Text passage >>
2024-02-02 Thread Alexander Graf

Hi Philipp,

On 29.01.24 17:34, Philipp Rudo wrote:

Hi Alex,

adding linux-integrity as there are some synergies with IMA_KEXEC (in case we
get KHO to work).

Fist of all I believe that having a generic framework to pass information from
one kernel to the other across kexec would be a good thing. But I'm afraid that



Thanks, I'm happy to hear that you agree with the basic motivation :). 
There are fundamentally 2 problems with passing data:


  * Passing structured data in a cross-architecture way
  * Passing memory

KHO tackles both. It proposes a common FDT based format that allows us 
to pass per-subsystem properties. That way, a subsystem does not need to 
know whether it's running on ARM, x86, RISC-V or s390x. It just gains 
awareness for KHO and can pass data.


On top of that, it proposes a standardized "mem" property (and some 
magic around that) which allows subsystems to pass memory.




you are ignoring some fundamental problems which makes it extremely hard, if
not impossible, to reliably transfer the kernel's state from one kernel to the
other.

One thing I don't understand is how reusing the scratch area is working. Sure
you pass it's location via the dt/boot_params but I don't see any code that
makes it a CMA region. So IIUC the scratch area won't be available for the 2nd
kernel. Which is probably for the better as IIUC the 2nd kernel gets loaded and
runs inside that area and I don't believe the CMA design ever considered that
the kernel image could be included in a CMA area.



That one took me a lot to figure out sensibly (with recursion all the 
way down) while building KHO :). I hope I detailed it sensibly in the 
documentation - please let me know how to improve it in case it's 
unclear: https://lore.kernel.org/lkml/20240117144704.602-8-g...@amazon.com/


Let me explain inline using different words as well what happens:

The first (and only the first) kernel that boots allocates a CMA region 
as "scratch region". It loads the new kernel into that region. It passes 
that region as "scratch region" to the next kernel. The next kernel now 
takes it and marks every page block that the scratch region spans as CMA:


https://lore.kernel.org/lkml/20240117144704.602-3-g...@amazon.com/

The CMA hint doesn't mean we create an actual CMA region. It mostly 
means that the kernel won't use this memory for any kernel allocations.

Data lines >>
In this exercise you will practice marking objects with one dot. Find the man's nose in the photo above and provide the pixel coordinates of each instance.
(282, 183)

Given request 1 >>
Answer these questions using the KHO message:
(a) Which mailing list did Philipp add to the thread?
(b) What are the two fundamental problems with passing data?
(c) What does the first kernel that boots allocate as the "scratch region"?
Given request 2 >> Duplicate the KHO message from "Let me explain" up to and including "any kernel allocations.".
Given request 3 >> According to the KHO message, what does KHO's common FDT-based format accomplish for a subsystem? Answer in one to three sentences.

Final result 1 >>
(a) linux-integrity
(b) Passing structured data in a cross-architecture way, and passing memory.
(c) A CMA region.

Final result 2 >>
Let me explain inline using different words as well what happens:

The first (and only the first) kernel that boots allocates a CMA region 
as "scratch region". It loads the new kernel into that region. It passes 
that region as "scratch region" to the next kernel. The next kernel now 
takes it and marks every page block that the scratch region spans as CMA:


https://lore.kernel.org/lkml/20240117144704.602-3-g...@amazon.com/

The CMA hint doesn't mean we create an actual CMA region. It mostly 
means that the kernel won't use this memory for any kernel allocations.

Final result 3 >> The common FDT-based format lets a subsystem pass its own properties without needing to know whether it is running on ARM, x86, RISC-V or s390x. The subsystem only has to gain awareness for KHO to be able to pass data.